[Natural-language object grounding data]
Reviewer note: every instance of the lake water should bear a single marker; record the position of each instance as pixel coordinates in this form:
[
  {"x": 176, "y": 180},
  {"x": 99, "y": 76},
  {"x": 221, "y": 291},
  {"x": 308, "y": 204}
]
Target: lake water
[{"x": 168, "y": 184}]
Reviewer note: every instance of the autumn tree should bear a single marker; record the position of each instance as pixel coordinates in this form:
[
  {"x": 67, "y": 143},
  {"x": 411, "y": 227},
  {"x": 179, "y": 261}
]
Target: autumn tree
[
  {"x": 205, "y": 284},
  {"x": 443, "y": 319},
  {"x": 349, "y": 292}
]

### What you are asked to do
All the lines above should be written out once more, exactly.

### Solved problem
Reviewer note: every instance of the lake water should bear a single marker; record the position of each instance as pixel coordinates in this form:
[
  {"x": 176, "y": 180},
  {"x": 99, "y": 76},
  {"x": 221, "y": 291},
  {"x": 308, "y": 204}
]
Target: lake water
[{"x": 168, "y": 184}]
Reviewer note: every instance of the autumn tree should bear a single marker; record the position of each instance as pixel coordinates in this form:
[
  {"x": 67, "y": 143},
  {"x": 411, "y": 227},
  {"x": 179, "y": 261}
]
Target: autumn tree
[
  {"x": 205, "y": 284},
  {"x": 443, "y": 319},
  {"x": 349, "y": 292}
]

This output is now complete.